PROBLEM DESCRIPTION
Can you reproduce the items word for word, starting at the line that contains "point: patch of" and running through the last of the items?
>> begin DATA ENTRIES
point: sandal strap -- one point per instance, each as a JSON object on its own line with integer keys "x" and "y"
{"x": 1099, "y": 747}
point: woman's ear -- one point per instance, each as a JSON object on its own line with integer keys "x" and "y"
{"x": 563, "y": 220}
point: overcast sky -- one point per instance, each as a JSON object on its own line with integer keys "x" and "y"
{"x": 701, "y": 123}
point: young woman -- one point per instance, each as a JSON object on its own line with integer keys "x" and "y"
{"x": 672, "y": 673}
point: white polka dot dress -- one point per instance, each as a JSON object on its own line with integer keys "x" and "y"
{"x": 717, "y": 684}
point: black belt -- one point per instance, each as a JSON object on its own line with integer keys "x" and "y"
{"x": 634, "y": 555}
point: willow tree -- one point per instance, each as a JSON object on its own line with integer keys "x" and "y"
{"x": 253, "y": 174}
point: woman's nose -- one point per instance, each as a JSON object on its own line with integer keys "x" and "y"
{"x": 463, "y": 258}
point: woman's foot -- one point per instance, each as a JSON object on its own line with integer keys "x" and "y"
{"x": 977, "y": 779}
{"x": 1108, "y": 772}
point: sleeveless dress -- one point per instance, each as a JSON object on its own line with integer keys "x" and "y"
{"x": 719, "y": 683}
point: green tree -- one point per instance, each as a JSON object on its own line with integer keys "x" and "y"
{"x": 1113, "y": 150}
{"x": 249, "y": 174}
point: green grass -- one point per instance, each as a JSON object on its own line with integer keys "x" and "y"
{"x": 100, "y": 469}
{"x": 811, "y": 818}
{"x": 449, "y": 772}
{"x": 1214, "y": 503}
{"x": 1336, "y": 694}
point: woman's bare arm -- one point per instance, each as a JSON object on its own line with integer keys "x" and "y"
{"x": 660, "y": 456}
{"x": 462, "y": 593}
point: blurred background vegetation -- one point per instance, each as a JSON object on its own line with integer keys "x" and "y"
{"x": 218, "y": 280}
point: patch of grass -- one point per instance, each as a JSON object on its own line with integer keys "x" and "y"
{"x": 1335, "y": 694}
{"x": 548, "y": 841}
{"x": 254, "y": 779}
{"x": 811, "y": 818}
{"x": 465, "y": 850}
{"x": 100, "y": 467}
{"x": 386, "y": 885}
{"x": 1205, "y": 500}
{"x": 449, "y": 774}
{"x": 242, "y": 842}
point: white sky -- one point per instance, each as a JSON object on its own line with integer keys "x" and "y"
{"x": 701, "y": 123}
>> end DATA ENTRIES
TASK ANSWER
point: patch of grass -- one point per instance, each as a JSON object on its own line with integer keys "x" and "y"
{"x": 1335, "y": 694}
{"x": 548, "y": 841}
{"x": 254, "y": 779}
{"x": 811, "y": 818}
{"x": 465, "y": 850}
{"x": 100, "y": 467}
{"x": 386, "y": 885}
{"x": 1205, "y": 500}
{"x": 449, "y": 774}
{"x": 242, "y": 842}
point: white sky -- one point per instance, each as a JSON object on its own line with integer keys "x" and "y"
{"x": 701, "y": 123}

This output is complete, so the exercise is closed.